(Exercise set)
1. In the shark article, which organ do the two killer whales tear out of the great whites?
2. List every name of a place or of an individual animal that appears in the shark article.

(Given text)
Sharks are some of the most feared animals in the world and with good reason. While attacks are quite rare, plenty of movies and survivor stories have ensured that we are as afraid of them as they likely are of us. But even predators can become prey and there is always another animal, or even humans, that can outmatch them, and in this case the feared white shark, one of the scariest of them all, is being hunted, and not by humans.
White sharks were especially common in the coast of South Africa, but a few years ago, in 2017, researchers noticed something odd happening, and that is that these animals were starting to disappear from what once was considered their natural habitat. At first, experts blamed things like overfishing, and with the pandemic a couple of years later, the problem fell on the wayside, but in 2022 they discovered the cause of the problem and it was quite unexpected.
The reason why white sharks are disappearing from the South African coast
Believe it or not the culprits are two killer whales, nicknamed Port and Starboard that are actively hunting the great whites, tearing into them and slurping out one particular organ: the liver. It turns out these livers are packed with nutrients and fat, basically energy gold for orcas. Since 2017, nine dead great whites have washed up around Gansbaai, a coastal town in South Africa, many with their livers cleanly removed, and a few missing hearts too.

(Data block)
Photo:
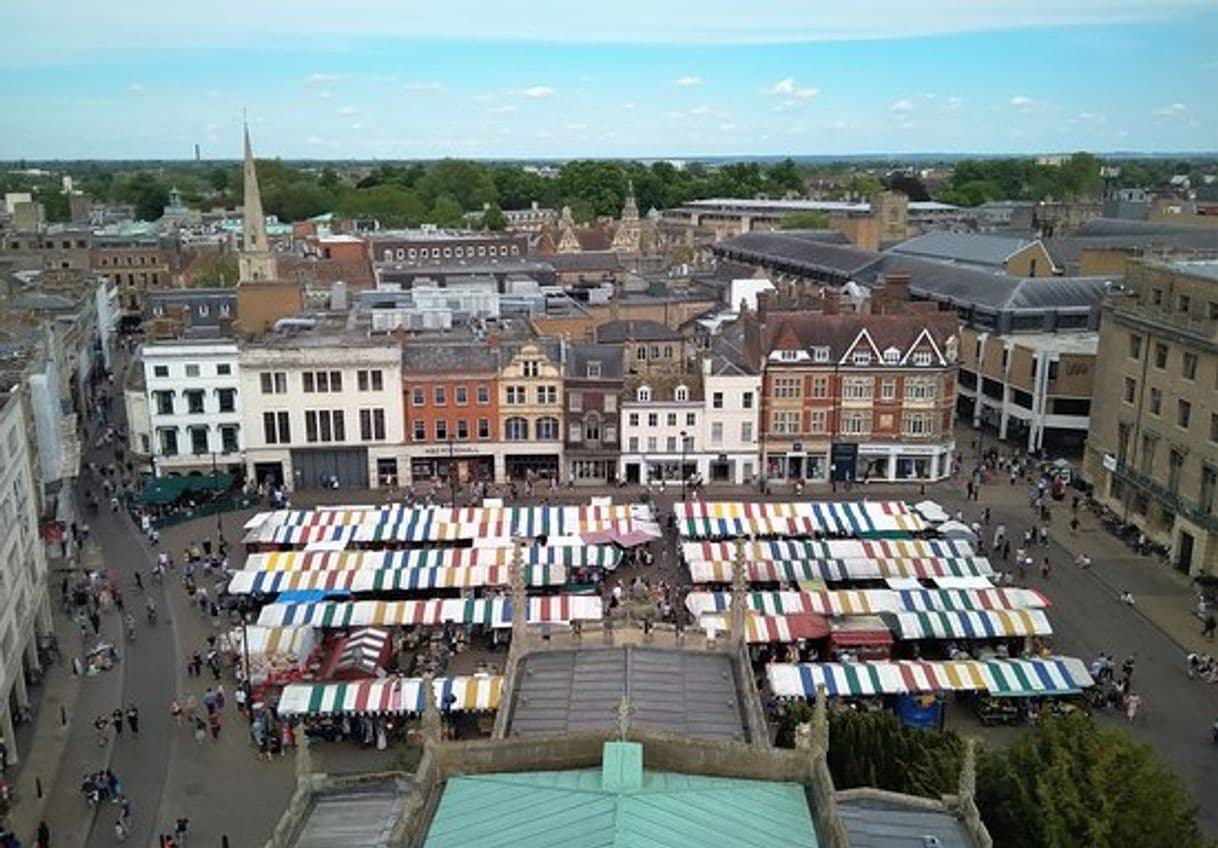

(Exercise solutions)
1. The liver.

2. South Africa, Gansbaai, Port, Starboard